__TEXT SHOWN__:
┄┄┄┄┄┄

- Conference: Big Ten Conference
- Record: 9–18 (2–16 Big Ten)
- Head coach: Joe McKeown (17th season);
- Associate head coach: Tangela Smith
- Assistant coaches: Maggie Lyon; Brittany Johnson;
- Home arena: Welsh–Ryan Arena

= 2024–25 Northwestern Wildcats women's basketball team =

Intercollegiate basketball season

The 2024–25 Northwestern Wildcats women's basketball team represented Northwestern University during the 2024–25 NCAA Division I women's basketball season. The Wildcats, led by 17th-year head coach Joe McKeown, played their home games at the Welsh–Ryan Arena in Evanston, Illinois as members of the Big Ten Conference. They finished the season 9–18, 2–16 in Big Ten play to finish in 17th place. They failed to qualify for the Big Ten tournament.

Due to the wildfires in the Los Angeles and Ventura counties, Northwestern's road games at UCLA on January 12 and USC on January 15 were postponed. Northwestern forfeited the games in February 2025. UCLA and USC each were credited with a win, and the Wildcats were assessed two losses.

==Previous season==
The Wildcats finished the 2023–24 season 9–21, 2–16 in Big Ten play, to finish in 13th place. They lost in the first round of the Big Ten tournament to Purdue.

==Offseason==
===Departures===

Northwestern departures
| Name | Num | Pos. | Height | Year | Hometown | Reason for departure |
|---|---|---|---|---|---|---|
| Maggie Pina | 3 | G | 5' 7" | Graduate student | West Chester, PA | Graduated |
| Hailey Weaver | 11 | G | 5' 11" | Junior | Solon, OH | Left the team |
| Paige Mott | 20 | F | 6' 1" | Senior | Philadelphia, PA | Transferred to George Washington |
| Alana Goodchild | 22 | F | 6' 2" | Sophomore | Sydney, Australia | Transferred to Santa Clara |
| Jasmine McWilliams | 23 | G | 5' 11" | Senior | Indianapolis, IN | Graduated |

===Incoming transfers===

Northwestern incoming transfers
| Name | Num | Pos. | Height | Year | Hometown | Previous school |
|---|---|---|---|---|---|---|
| Kyla Jones | 2 | G | 5' 9" | Graduate student | Chicago, IL | Brown |
| Grace Sullivan | 22 | F | 6'4" | Junior | Antioch, IL | Bucknell |
| Taylor Williams | 33 | F | 6' 2" | Graduate student | New Baltimore, MI | Michigan |

===2024 recruiting class===

College recruiting information
| Name | Hometown | School | Height | Weight | Commit date |
| Xamiya Walton PG | Chicago, IL | Butler College Prep | 5 ft 5 in (1.65 m) | N/A |  |
Recruit ratings: ESPN: (94)

┄┄┄┄┄┄

__ENTRIES PROVIDED__:
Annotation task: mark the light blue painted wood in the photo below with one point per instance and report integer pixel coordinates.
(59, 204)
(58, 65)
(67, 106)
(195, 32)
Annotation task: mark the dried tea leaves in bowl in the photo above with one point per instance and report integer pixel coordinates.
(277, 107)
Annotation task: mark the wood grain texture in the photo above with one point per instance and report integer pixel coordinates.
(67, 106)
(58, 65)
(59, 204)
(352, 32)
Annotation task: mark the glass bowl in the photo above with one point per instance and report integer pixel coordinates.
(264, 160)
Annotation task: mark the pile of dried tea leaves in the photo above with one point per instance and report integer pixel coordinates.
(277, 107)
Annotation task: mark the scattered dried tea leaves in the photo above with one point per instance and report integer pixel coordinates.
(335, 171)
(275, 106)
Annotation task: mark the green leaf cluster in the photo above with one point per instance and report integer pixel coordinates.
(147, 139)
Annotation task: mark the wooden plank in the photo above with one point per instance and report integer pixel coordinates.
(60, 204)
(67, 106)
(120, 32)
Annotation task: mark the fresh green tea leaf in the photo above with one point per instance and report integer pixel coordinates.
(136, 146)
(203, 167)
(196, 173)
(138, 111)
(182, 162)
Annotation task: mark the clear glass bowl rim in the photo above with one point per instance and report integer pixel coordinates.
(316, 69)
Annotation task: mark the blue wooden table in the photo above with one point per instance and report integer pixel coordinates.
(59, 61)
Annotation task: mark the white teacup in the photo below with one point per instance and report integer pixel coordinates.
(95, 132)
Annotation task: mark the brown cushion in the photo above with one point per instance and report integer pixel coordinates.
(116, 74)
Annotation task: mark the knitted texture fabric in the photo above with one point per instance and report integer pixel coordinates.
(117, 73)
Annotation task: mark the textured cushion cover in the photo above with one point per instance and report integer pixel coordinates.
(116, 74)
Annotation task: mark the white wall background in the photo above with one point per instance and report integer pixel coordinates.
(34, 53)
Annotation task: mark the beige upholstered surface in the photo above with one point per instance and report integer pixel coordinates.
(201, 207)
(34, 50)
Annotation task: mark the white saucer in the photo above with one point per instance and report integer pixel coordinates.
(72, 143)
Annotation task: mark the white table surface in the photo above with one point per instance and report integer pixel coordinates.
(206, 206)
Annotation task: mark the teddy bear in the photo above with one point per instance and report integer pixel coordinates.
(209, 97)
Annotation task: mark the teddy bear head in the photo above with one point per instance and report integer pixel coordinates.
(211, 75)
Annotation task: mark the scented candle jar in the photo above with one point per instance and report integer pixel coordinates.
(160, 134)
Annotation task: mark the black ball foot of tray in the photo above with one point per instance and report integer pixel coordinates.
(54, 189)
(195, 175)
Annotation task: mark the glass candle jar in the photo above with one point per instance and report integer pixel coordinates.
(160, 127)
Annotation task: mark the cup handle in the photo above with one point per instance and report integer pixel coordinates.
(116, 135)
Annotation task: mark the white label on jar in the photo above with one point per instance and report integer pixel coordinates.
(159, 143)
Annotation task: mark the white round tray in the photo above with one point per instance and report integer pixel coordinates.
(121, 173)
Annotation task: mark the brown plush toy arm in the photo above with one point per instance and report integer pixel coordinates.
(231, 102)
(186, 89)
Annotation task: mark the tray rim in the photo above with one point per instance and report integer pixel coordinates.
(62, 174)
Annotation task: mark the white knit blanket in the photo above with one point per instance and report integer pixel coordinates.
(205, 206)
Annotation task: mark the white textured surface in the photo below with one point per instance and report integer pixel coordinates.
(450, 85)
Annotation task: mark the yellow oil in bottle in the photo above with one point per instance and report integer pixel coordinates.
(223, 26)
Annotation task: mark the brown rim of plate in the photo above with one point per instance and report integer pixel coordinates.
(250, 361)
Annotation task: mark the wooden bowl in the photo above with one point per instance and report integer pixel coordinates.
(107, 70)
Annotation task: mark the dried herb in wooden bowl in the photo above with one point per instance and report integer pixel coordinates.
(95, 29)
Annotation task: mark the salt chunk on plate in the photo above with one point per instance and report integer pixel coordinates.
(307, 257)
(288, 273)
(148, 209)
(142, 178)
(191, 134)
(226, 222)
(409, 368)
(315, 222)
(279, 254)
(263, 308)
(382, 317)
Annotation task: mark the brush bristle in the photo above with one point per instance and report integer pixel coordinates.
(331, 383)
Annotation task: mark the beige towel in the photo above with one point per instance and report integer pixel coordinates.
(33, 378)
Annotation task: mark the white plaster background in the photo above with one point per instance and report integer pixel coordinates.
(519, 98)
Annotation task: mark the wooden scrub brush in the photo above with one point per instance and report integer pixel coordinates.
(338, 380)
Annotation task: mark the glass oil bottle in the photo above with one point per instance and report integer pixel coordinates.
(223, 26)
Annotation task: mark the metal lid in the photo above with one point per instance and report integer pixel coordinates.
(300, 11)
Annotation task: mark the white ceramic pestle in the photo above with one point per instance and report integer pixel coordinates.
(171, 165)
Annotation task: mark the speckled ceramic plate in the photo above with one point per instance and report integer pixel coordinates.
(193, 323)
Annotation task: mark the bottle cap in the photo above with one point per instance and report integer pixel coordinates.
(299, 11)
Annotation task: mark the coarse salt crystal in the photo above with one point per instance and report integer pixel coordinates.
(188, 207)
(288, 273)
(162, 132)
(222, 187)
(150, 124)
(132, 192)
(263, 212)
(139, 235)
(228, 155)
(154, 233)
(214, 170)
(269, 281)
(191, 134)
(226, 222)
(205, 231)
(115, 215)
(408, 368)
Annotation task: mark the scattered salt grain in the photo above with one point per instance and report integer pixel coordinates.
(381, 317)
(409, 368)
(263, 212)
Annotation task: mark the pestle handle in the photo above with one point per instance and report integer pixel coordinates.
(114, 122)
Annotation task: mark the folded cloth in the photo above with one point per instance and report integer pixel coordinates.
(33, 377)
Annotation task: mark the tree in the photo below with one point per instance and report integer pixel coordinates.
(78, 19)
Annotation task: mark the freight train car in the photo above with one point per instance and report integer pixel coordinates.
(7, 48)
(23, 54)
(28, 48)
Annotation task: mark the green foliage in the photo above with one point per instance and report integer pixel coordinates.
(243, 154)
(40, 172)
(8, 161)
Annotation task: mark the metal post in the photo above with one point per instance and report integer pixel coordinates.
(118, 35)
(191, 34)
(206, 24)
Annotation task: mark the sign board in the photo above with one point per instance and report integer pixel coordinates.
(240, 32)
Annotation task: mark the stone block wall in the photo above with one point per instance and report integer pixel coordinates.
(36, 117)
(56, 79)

┄┄┄┄┄┄

__WORK REQUIRED__:
Reproduce word for word the part of the Northwestern women's basketball article above that opens with the words containing "Intercollegiate basketball season" and closes with "Big Ten tournament.".

__COMPLETED EXERCISE__:
Intercollegiate basketball season

The 2024–25 Northwestern Wildcats women's basketball team represented Northwestern University during the 2024–25 NCAA Division I women's basketball season. The Wildcats, led by 17th-year head coach Joe McKeown, played their home games at the Welsh–Ryan Arena in Evanston, Illinois as members of the Big Ten Conference. They finished the season 9–18, 2–16 in Big Ten play to finish in 17th place. They failed to qualify for the Big Ten tournament.